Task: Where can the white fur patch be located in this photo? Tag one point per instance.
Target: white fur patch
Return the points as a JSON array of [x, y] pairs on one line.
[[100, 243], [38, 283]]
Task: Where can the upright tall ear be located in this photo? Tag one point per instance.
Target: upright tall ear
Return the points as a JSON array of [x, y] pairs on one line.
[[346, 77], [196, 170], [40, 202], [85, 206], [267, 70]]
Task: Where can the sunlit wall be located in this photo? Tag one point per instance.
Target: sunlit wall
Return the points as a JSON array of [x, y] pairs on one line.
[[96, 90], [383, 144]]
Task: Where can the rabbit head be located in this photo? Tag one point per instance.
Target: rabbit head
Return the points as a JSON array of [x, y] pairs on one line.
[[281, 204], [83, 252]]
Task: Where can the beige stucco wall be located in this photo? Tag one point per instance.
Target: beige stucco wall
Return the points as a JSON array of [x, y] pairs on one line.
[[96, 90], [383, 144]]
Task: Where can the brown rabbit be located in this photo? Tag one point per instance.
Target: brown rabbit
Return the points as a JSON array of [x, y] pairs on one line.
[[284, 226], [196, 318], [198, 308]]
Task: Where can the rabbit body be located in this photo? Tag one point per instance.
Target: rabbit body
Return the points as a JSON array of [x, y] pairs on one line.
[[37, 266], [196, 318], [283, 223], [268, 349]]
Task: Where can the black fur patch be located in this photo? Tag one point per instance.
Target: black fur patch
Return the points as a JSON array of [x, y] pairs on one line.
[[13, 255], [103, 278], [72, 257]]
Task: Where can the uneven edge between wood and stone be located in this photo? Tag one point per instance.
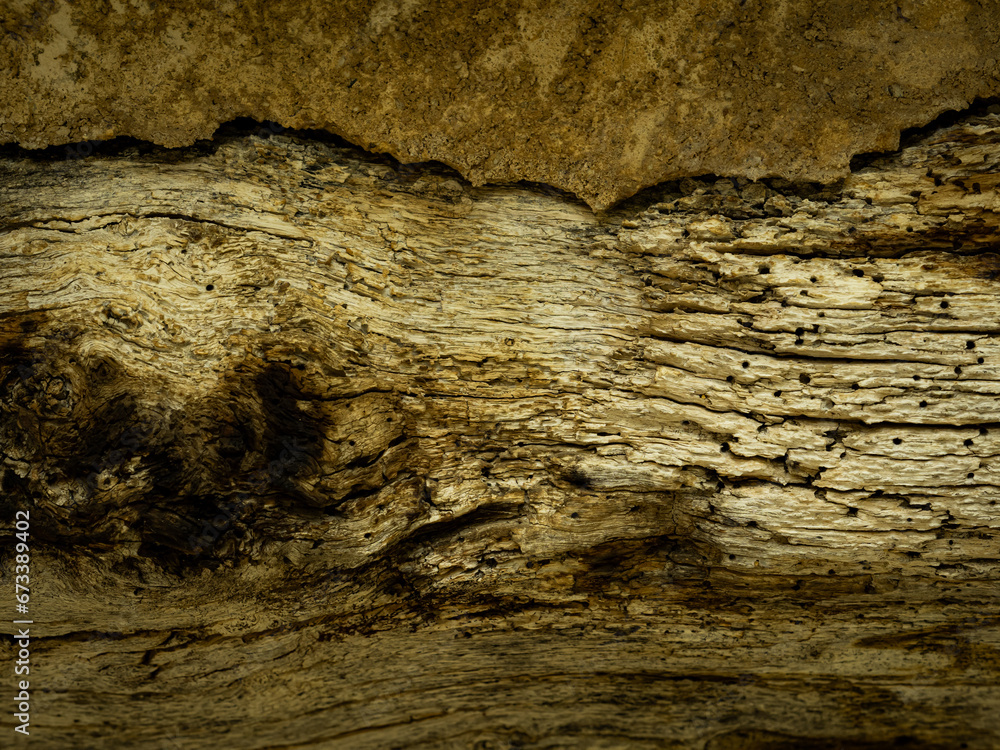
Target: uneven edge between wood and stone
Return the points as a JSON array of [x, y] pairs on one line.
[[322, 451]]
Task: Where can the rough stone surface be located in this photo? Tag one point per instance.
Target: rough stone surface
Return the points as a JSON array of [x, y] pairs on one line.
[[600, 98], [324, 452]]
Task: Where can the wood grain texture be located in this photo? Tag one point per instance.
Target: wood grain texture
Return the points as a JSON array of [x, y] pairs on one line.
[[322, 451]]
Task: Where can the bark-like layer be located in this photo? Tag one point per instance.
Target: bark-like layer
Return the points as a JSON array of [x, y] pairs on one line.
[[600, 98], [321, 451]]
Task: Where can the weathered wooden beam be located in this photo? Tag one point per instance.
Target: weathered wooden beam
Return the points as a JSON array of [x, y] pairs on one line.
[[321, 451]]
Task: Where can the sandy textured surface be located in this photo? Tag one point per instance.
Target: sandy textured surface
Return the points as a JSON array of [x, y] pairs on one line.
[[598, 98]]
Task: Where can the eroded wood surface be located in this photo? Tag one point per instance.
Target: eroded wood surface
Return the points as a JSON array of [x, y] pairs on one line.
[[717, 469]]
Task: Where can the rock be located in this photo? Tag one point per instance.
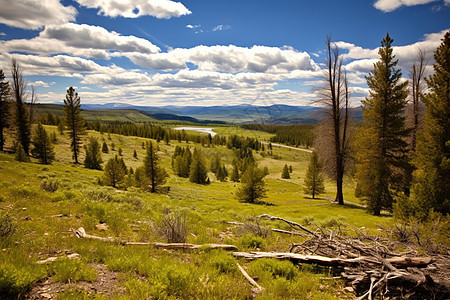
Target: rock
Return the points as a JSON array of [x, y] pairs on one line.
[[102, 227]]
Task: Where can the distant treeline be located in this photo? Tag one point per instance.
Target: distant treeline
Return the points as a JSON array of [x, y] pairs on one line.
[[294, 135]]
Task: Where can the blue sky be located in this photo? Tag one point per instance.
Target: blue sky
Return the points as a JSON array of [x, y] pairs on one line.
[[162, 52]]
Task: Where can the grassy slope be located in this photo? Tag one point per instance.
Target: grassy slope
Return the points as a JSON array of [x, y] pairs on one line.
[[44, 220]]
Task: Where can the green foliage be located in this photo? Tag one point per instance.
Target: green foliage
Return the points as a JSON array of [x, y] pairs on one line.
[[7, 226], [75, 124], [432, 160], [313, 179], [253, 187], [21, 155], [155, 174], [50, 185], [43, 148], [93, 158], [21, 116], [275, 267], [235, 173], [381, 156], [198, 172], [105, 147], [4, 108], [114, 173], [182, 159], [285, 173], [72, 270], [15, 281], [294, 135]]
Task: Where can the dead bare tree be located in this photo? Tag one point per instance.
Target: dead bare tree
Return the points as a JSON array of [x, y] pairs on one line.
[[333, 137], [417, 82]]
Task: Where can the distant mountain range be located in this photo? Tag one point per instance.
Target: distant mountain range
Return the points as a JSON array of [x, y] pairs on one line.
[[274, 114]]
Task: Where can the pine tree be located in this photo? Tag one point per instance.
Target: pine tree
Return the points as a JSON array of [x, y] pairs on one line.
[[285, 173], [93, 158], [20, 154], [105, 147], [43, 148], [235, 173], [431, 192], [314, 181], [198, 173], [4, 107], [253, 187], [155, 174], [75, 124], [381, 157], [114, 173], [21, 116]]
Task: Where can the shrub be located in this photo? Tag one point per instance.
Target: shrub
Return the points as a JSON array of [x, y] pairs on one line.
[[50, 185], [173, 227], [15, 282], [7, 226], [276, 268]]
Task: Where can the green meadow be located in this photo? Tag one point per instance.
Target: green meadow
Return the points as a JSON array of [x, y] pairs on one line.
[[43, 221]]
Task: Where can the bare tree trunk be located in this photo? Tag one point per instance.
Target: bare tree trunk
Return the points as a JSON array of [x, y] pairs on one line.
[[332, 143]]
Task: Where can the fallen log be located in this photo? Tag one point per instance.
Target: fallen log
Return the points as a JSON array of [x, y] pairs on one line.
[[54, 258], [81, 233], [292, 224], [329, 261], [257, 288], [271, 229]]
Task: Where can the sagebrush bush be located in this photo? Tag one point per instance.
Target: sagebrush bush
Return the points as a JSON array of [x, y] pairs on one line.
# # # #
**Work request:**
Would you please give the number of lines in the data above that contain the string "bark"? Reply with that number only.

**Response area:**
2